With no words added or dropped, transcribe the listing that follows.

:::::

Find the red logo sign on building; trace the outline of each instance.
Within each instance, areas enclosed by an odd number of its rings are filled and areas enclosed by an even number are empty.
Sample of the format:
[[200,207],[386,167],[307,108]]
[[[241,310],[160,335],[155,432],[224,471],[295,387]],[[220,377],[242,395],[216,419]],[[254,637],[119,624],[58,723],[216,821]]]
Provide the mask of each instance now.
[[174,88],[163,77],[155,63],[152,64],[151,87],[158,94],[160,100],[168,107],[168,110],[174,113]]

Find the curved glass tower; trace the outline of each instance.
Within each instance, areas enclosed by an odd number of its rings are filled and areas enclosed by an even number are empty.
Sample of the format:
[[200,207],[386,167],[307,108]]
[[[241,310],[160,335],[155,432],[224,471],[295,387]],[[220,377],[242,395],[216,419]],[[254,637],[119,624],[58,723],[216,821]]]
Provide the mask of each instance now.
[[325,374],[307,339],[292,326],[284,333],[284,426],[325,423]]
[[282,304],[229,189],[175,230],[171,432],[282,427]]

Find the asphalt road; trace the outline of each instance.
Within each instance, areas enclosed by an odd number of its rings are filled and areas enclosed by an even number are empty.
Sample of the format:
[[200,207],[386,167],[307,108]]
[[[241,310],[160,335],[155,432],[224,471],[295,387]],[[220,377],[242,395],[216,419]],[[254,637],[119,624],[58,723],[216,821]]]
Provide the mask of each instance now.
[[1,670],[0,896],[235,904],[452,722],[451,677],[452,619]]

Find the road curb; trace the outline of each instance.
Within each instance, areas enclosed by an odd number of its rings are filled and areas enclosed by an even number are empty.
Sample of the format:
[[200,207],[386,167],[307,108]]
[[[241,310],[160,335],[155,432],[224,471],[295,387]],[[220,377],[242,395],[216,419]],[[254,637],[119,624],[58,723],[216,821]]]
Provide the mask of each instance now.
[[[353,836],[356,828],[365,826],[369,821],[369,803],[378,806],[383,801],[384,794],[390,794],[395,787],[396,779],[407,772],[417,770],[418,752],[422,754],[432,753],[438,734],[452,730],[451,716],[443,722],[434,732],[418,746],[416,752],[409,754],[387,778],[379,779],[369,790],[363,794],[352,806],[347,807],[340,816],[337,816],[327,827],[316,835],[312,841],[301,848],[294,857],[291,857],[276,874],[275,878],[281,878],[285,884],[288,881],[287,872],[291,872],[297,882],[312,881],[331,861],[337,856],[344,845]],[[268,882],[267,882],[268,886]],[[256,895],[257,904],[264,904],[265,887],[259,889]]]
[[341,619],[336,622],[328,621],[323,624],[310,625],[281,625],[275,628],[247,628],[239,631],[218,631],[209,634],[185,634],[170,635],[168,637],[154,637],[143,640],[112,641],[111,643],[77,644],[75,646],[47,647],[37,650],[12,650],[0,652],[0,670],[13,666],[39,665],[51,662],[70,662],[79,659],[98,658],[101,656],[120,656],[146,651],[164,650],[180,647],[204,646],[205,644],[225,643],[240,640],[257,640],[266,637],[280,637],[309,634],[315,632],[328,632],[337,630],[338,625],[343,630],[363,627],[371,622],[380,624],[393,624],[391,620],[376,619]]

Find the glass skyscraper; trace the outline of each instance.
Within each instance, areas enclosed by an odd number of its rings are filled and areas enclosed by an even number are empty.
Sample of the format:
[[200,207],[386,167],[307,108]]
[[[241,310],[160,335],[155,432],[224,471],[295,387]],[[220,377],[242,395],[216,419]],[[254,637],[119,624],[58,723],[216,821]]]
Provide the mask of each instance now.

:::::

## Answer to this exercise
Find the red logo sign on building; trace the outline of each instance.
Within each instance, areas enclosed by an odd number of its rings are filled and areas enclosed by an even number are empty.
Sample of the format:
[[200,207],[386,167],[307,108]]
[[[241,310],[160,335],[155,432],[224,471],[295,387]],[[220,377],[242,395],[216,419]],[[254,637],[119,624],[58,723],[216,821]]]
Provide the mask of each instance now.
[[174,88],[163,77],[155,63],[152,64],[151,87],[158,94],[160,100],[168,107],[168,110],[174,113]]

Find the curved glass tower; trace the outline of each instance.
Within each instance, areas enclosed by an odd number of its rings are filled and areas enclosed by an even number are empty.
Sample of the format:
[[200,207],[386,167],[307,108]]
[[[241,310],[160,335],[155,432],[224,471],[295,387]],[[220,377],[242,395],[216,419]],[[254,637],[119,624],[58,723],[216,821]]]
Provide the mask of each instance now.
[[325,374],[307,339],[292,326],[284,333],[284,426],[325,423]]
[[282,304],[229,189],[175,230],[171,432],[282,427]]

Find the asphalt road; trace the outline of each instance.
Within each instance, areas enclosed by an odd number of its rings are filled and areas enclosed by an even number are empty.
Sample of the format:
[[200,207],[386,167],[307,108]]
[[[241,310],[160,335],[155,432],[224,471],[295,387]],[[220,377],[242,395],[216,419]],[[254,637],[119,624],[58,723],[216,821]]]
Provide the mask of each instance now.
[[1,670],[0,896],[235,904],[452,722],[451,677],[452,619]]

Find the road curb; trace the outline of each instance.
Within each instance, areas enclosed by an odd number of its rings are filled and areas enclosed by an even number are empty.
Sample of the format:
[[200,207],[386,167],[307,108]]
[[[241,310],[160,335],[155,432],[224,471],[295,387]],[[220,377],[242,395],[216,419]],[[254,637],[119,624],[58,723],[216,821]]]
Provide the mask of each instance now.
[[[353,836],[356,828],[365,826],[369,821],[369,803],[378,806],[383,801],[384,794],[390,794],[395,787],[396,779],[407,772],[417,770],[418,752],[422,754],[432,753],[438,734],[452,730],[451,716],[443,722],[434,732],[418,746],[416,752],[409,754],[387,778],[379,779],[369,790],[363,794],[352,806],[347,807],[340,816],[337,816],[327,827],[316,835],[312,841],[301,848],[294,857],[291,857],[276,874],[275,878],[281,878],[285,884],[288,881],[287,872],[291,872],[297,882],[312,881],[331,861],[337,856],[344,845]],[[268,882],[267,882],[268,886]],[[256,895],[257,904],[264,904],[265,887],[259,889]]]
[[341,619],[336,622],[328,621],[323,624],[310,625],[281,625],[275,628],[247,628],[239,631],[218,631],[209,634],[185,634],[170,635],[168,637],[154,637],[143,640],[112,641],[111,643],[77,644],[75,646],[47,647],[37,650],[12,650],[0,652],[0,670],[13,666],[39,665],[51,662],[70,662],[79,659],[98,658],[101,656],[120,656],[146,651],[164,650],[180,647],[204,646],[205,644],[225,643],[240,640],[257,640],[266,637],[280,637],[309,634],[315,632],[328,632],[337,630],[338,625],[343,630],[363,627],[371,622],[380,624],[393,624],[391,620],[376,619]]

Find the glass skyscraper; trace the outline of each instance.
Within each instance, areas enclosed by an odd number of its rings are filled and areas enclosed by an even number are empty.
Sample of the format:
[[200,207],[386,167],[307,108]]
[[[241,310],[160,335],[155,432],[224,471],[295,387]],[[220,377],[242,395],[216,419]],[[254,637],[119,624],[58,723],[216,821]]]
Provide the mask of each instance now.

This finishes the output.